## [Problem requirements]
Reproduce the full gold price article below word for word, with nothing changed.

## [Passage shown]

The price of gold surged to a six-month high on Monday, driven by growing investor confidence that the US Federal Reserve has concluded its series of interest rate hikes and a weakening US dollar.

The price of gold surged to a six-month high on Monday, driven by growing investor confidence that the US Federal Reserve has concluded its series of interest rate hikes and a weakening US dollar.

Spot gold prices rose by 0.6 percent, reaching $2,014.55 per troy ounce, marking the highest level since mid-May. This surge contributed to the precious metal's gains, which have now surpassed 10 percent since hitting a seven-month low at the beginning of October. Despite this impressive performance, gold remains around 3 percent below its all-time high, recorded in August 2020, and later retreated to trade at around $2,010.

Gold's remarkable ascent is largely attributed to the declining value of the US dollar, which has seen a 3 percent drop against a basket of six major currencies throughout November. This depreciation makes purchasing the precious metal more affordable for investors holding currencies other than the US dollar.

Additionally, soft economic data in the United States has strengthened expectations that interest rates will not see any further increases this year and may even be reduced in the coming year. Yields on two-year Treasuries, sensitive to interest rates, have dropped from 5.2 percent, their highest level since 2006, in mid-October to 4.94 percent. Gold, which does not offer any interest income, becomes relatively more attractive when interest rates are low.

Ewa Manthey, a commodities strategist at Dutch bank ING, emphasized the crucial role of the US rate outlook in driving gold prices, stating, "Lower rates are typically constructive for gold because it doesn't yield any interest."

Manthey also pointed out that concerns about an escalation in the conflict between Israel and Hamas have contributed to the increase in gold prices. Gold is often considered a safe haven asset in times of geopolitical instability. She added, "Although the risk of the conflict in the Middle East seems to be contained, at least for now, that will keep being supportive for the gold price."

## [Items from a dataset]
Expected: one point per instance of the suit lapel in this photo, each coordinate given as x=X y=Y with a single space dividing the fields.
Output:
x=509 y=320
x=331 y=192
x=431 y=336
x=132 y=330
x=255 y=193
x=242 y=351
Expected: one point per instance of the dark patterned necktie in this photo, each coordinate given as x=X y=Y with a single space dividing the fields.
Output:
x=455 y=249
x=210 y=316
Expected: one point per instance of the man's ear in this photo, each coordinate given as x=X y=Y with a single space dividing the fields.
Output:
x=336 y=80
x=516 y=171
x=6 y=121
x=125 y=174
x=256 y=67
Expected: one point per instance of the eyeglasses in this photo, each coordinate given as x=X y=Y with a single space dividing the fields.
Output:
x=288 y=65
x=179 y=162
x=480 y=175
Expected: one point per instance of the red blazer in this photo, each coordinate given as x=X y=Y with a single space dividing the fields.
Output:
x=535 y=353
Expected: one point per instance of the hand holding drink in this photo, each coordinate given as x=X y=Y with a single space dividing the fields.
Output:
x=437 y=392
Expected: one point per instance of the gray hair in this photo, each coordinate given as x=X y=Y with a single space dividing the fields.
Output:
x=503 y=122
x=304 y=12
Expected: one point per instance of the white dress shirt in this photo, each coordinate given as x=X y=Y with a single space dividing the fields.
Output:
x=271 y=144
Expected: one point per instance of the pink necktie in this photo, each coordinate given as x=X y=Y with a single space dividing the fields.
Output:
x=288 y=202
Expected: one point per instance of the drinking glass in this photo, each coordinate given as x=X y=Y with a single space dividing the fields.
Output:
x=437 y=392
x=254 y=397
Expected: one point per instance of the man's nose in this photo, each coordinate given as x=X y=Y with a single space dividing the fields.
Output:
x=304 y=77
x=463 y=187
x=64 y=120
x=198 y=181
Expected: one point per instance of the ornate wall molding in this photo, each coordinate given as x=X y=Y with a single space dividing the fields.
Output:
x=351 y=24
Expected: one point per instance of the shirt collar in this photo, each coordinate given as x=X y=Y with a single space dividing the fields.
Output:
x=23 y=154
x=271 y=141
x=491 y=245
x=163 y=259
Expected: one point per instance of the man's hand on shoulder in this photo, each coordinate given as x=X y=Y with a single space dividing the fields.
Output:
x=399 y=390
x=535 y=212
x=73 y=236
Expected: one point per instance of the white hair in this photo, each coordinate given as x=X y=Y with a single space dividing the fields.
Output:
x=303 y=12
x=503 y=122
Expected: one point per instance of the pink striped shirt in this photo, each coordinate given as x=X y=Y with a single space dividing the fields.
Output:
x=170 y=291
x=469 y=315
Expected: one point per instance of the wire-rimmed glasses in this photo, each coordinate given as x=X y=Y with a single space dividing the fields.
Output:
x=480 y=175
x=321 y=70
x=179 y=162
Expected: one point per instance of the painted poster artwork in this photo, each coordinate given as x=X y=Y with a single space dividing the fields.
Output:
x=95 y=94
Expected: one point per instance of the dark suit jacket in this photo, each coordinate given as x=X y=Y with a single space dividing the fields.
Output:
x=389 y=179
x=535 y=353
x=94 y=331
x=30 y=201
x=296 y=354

## [Written answer]
The price of gold surged to a six-month high on Monday, driven by growing investor confidence that the US Federal Reserve has concluded its series of interest rate hikes and a weakening US dollar.

The price of gold surged to a six-month high on Monday, driven by growing investor confidence that the US Federal Reserve has concluded its series of interest rate hikes and a weakening US dollar.

Spot gold prices rose by 0.6 percent, reaching $2,014.55 per troy ounce, marking the highest level since mid-May. This surge contributed to the precious metal's gains, which have now surpassed 10 percent since hitting a seven-month low at the beginning of October. Despite this impressive performance, gold remains around 3 percent below its all-time high, recorded in August 2020, and later retreated to trade at around $2,010.

Gold's remarkable ascent is largely attributed to the declining value of the US dollar, which has seen a 3 percent drop against a basket of six major currencies throughout November. This depreciation makes purchasing the precious metal more affordable for investors holding currencies other than the US dollar.

Additionally, soft economic data in the United States has strengthened expectations that interest rates will not see any further increases this year and may even be reduced in the coming year. Yields on two-year Treasuries, sensitive to interest rates, have dropped from 5.2 percent, their highest level since 2006, in mid-October to 4.94 percent. Gold, which does not offer any interest income, becomes relatively more attractive when interest rates are low.

Ewa Manthey, a commodities strategist at Dutch bank ING, emphasized the crucial role of the US rate outlook in driving gold prices, stating, "Lower rates are typically constructive for gold because it doesn't yield any interest."

Manthey also pointed out that concerns about an escalation in the conflict between Israel and Hamas have contributed to the increase in gold prices. Gold is often considered a safe haven asset in times of geopolitical instability. She added, "Although the risk of the conflict in the Middle East seems to be contained, at least for now, that will keep being supportive for the gold price."